_PROBLEM DESCRIPTION_
Can you pick up the text on vaccines and economic herd immunity where it ends and carry it on?

_SELECTED EXCERPT_
Economic Herd Immunity Will Take Awhile

One not-so-little detail people are missing about the Pfizer and Moderna vaccines: The trials show recipients may still carry the virus even if it doesn’t make them sick. Pfizer CEO Albert Bourla admitted this in an NBC news interview just last week.

If so, person-to-person transmission may not drop as quickly as hoped, and the economically problematic restrictions will have to stay in place longer.

One more thing…

Notice who isn’t on the vaccine priority list: healthy, middle-aged people in non-essential occupations. That means the corporate executives, lawyers, accountants, computer experts, investment managers, journalists and others who now mostly work from home. They represent a disproportionately large part of consumer spending.

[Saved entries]

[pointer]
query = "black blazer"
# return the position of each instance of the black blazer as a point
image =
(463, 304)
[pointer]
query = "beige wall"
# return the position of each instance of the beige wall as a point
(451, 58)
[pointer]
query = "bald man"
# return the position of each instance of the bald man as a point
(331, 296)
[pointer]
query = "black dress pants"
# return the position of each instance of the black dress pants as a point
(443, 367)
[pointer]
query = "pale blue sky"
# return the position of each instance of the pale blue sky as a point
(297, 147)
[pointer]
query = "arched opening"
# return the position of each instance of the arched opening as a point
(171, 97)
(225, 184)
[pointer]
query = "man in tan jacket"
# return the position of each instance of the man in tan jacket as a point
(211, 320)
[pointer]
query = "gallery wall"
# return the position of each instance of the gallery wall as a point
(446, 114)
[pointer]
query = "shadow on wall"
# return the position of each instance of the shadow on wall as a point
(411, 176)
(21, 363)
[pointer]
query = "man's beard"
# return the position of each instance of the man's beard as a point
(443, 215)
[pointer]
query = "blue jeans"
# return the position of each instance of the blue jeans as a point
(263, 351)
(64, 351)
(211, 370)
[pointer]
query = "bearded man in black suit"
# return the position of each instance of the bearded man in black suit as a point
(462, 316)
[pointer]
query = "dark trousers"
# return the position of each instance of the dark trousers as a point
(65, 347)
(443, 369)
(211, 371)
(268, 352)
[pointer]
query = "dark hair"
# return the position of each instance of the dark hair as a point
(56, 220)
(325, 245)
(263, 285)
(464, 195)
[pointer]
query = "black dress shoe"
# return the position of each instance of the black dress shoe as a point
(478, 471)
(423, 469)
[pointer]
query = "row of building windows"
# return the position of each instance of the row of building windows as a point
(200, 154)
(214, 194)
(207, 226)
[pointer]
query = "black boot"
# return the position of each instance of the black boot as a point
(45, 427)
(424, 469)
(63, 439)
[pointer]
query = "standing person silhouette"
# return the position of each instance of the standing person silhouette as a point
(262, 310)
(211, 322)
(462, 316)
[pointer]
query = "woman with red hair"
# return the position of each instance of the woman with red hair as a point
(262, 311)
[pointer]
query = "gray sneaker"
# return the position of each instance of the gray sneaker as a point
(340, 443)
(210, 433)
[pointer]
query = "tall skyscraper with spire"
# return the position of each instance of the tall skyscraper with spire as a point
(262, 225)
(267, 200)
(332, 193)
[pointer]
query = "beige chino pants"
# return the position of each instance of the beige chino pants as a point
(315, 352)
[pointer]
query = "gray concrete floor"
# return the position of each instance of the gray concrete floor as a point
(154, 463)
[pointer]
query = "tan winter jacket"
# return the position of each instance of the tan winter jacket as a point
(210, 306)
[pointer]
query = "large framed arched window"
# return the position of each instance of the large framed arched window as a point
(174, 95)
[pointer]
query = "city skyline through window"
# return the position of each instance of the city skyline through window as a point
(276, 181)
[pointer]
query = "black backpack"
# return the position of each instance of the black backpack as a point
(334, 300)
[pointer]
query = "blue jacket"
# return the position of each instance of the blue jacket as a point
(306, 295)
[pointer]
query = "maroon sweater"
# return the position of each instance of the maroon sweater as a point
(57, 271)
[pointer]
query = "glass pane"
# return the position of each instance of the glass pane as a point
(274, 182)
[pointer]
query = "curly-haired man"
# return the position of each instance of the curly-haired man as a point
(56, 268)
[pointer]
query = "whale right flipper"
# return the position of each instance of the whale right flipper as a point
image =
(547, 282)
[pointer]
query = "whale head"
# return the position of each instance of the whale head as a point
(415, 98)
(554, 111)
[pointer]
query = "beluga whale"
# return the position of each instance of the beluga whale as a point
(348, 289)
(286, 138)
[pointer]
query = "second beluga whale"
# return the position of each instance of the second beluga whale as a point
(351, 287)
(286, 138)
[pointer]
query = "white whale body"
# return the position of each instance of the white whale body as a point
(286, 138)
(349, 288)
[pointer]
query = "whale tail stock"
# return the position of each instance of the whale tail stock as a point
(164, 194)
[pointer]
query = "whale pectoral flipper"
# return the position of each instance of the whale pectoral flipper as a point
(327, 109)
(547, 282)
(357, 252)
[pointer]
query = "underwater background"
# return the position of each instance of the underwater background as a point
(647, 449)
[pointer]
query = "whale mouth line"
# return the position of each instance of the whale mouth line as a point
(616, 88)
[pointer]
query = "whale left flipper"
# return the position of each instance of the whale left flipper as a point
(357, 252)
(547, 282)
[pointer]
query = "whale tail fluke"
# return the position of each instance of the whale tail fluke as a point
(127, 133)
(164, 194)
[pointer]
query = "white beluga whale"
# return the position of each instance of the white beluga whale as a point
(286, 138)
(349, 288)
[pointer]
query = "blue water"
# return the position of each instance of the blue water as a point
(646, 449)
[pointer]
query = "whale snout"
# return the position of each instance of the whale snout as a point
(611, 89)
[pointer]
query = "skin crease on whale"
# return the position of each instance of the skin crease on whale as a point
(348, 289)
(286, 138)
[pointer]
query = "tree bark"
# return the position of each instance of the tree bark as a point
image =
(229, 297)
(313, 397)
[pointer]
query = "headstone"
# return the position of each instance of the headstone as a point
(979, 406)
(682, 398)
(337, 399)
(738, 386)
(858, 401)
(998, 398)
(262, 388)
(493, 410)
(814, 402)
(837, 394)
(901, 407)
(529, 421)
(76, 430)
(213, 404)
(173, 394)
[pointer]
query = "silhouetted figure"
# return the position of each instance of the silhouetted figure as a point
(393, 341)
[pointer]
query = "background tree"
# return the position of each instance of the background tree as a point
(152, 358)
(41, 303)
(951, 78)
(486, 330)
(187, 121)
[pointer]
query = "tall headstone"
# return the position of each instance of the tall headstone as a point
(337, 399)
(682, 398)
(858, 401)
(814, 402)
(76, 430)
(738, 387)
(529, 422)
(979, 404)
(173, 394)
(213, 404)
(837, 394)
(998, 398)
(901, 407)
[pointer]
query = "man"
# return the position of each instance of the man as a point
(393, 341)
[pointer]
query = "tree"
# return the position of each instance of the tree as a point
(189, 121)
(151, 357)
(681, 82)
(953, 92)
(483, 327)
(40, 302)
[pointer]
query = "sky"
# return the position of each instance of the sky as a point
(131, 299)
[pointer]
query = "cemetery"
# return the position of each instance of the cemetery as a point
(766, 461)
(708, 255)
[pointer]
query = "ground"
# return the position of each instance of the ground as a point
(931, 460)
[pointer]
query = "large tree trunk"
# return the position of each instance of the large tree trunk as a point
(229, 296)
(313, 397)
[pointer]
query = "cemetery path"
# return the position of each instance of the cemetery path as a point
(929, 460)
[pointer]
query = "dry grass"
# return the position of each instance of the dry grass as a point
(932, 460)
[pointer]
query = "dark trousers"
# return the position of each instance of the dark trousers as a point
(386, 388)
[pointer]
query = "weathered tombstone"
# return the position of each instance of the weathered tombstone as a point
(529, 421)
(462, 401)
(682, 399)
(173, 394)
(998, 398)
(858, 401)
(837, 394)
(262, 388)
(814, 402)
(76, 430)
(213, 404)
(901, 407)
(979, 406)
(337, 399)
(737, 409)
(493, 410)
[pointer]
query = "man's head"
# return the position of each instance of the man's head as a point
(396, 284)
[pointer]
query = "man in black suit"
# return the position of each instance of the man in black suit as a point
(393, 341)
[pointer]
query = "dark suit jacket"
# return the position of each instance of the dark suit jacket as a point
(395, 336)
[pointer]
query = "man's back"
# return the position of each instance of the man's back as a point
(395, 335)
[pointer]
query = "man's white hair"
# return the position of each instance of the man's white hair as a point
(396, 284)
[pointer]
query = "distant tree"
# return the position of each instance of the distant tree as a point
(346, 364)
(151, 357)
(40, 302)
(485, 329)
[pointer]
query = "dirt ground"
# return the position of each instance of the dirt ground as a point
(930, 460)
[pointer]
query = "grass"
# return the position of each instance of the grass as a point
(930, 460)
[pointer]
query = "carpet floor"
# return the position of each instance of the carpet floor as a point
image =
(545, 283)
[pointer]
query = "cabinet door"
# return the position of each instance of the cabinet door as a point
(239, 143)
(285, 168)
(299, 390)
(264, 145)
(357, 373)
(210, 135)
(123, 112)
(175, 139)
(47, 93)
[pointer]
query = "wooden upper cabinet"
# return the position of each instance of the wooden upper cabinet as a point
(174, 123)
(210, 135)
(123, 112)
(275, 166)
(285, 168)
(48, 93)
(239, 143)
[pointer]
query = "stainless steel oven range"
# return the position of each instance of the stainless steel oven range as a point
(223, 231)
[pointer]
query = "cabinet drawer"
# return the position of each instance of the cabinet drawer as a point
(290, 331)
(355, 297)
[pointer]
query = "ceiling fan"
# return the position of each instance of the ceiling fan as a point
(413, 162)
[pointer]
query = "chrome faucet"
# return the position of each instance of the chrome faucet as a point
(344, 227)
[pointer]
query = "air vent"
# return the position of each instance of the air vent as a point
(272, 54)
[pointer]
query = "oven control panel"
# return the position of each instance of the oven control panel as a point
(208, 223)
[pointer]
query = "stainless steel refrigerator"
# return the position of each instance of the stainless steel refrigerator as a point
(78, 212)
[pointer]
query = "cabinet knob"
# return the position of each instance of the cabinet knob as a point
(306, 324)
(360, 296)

_OUTPUT OF THE TASK_
So the people the airlines, hotels, restaurants, theaters, and retailers need most—their best customers—will be the last to get vaccinated, and therefore the last to resume normal economic activity.

That’s the right way to do it: protect the most vulnerable and their caregivers first. But it will delay the economic recovery.

Right now I hear a lot of people saying life will start getting back to normal in April or May. Maybe so, but stress the word “start.” Very little will be normal by then.

Everything I see says we are maybe halfway through this marathon. I’m not sure people and businesses are prepared to wait that long. And I’m certain financial markets aren’t.